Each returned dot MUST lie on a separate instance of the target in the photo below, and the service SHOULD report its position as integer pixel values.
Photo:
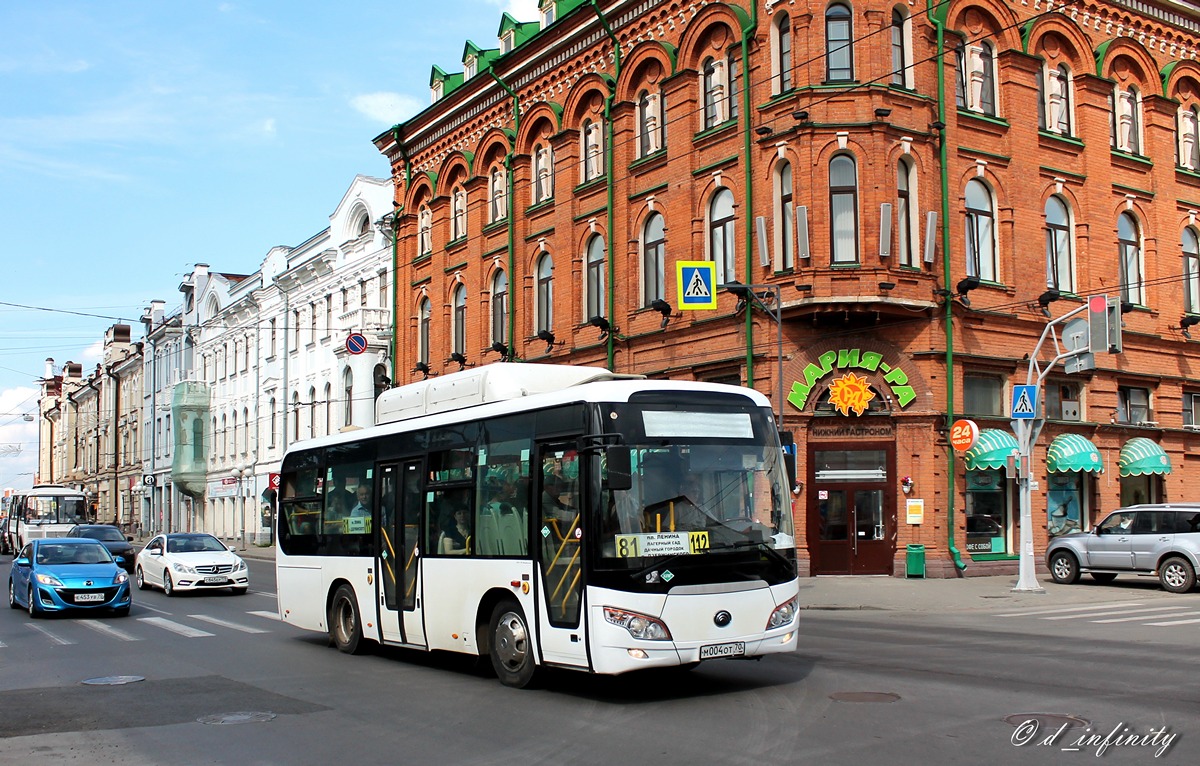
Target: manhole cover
(235, 718)
(1049, 720)
(864, 696)
(113, 681)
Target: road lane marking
(52, 636)
(226, 623)
(109, 630)
(174, 627)
(1069, 609)
(1119, 611)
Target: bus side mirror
(619, 468)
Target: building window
(1060, 259)
(653, 259)
(423, 331)
(593, 150)
(783, 54)
(843, 209)
(721, 246)
(594, 279)
(499, 307)
(1191, 270)
(459, 213)
(907, 228)
(981, 232)
(545, 293)
(785, 217)
(982, 395)
(460, 319)
(1133, 405)
(649, 124)
(839, 55)
(1129, 253)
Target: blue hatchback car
(64, 574)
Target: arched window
(839, 54)
(653, 258)
(460, 319)
(721, 246)
(843, 209)
(1129, 250)
(347, 396)
(783, 54)
(785, 217)
(545, 293)
(981, 232)
(499, 307)
(423, 330)
(594, 279)
(1191, 271)
(907, 226)
(1060, 258)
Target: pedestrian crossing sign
(697, 285)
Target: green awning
(991, 450)
(1072, 452)
(1140, 456)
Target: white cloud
(385, 107)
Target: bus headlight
(639, 626)
(783, 615)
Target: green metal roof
(991, 450)
(1141, 456)
(1073, 453)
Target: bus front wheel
(345, 627)
(511, 647)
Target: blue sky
(139, 137)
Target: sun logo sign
(850, 393)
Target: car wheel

####

* **The task**:
Reproduce all of the lines above word for word, from the first through "Target: car wheel", omitting the pictures.

* **The completed task**:
Each returned dot MUST lie on a separate instance of the target in the photo below, and the service SHOULD report its position as integer pixel values.
Photo:
Target: manhole cover
(235, 718)
(1049, 720)
(864, 696)
(113, 681)
Target: road lane marking
(52, 636)
(226, 623)
(109, 630)
(174, 627)
(1069, 609)
(1119, 611)
Target: bus side mirror
(619, 468)
Target: building window
(1060, 259)
(653, 259)
(423, 331)
(593, 150)
(783, 54)
(843, 209)
(721, 246)
(594, 279)
(499, 307)
(1191, 270)
(459, 213)
(907, 228)
(981, 232)
(545, 293)
(785, 217)
(982, 395)
(460, 319)
(1133, 405)
(649, 124)
(839, 55)
(1129, 253)
Target: blue hatchback car
(64, 574)
Target: arched window
(839, 54)
(653, 258)
(460, 319)
(721, 246)
(843, 209)
(1129, 250)
(347, 396)
(783, 54)
(785, 217)
(545, 293)
(981, 232)
(499, 307)
(423, 330)
(594, 279)
(1191, 271)
(907, 226)
(1060, 258)
Target: pedestrian crossing sign
(697, 285)
Target: green awning
(991, 450)
(1072, 452)
(1140, 456)
Target: white cloud
(385, 107)
Target: bus headlight
(639, 626)
(783, 615)
Target: green metal roof
(991, 450)
(1141, 456)
(1073, 453)
Target: bus front wheel
(345, 627)
(511, 647)
Target: blue sky
(139, 137)
Target: sun logo sign
(850, 393)
Target: car wheel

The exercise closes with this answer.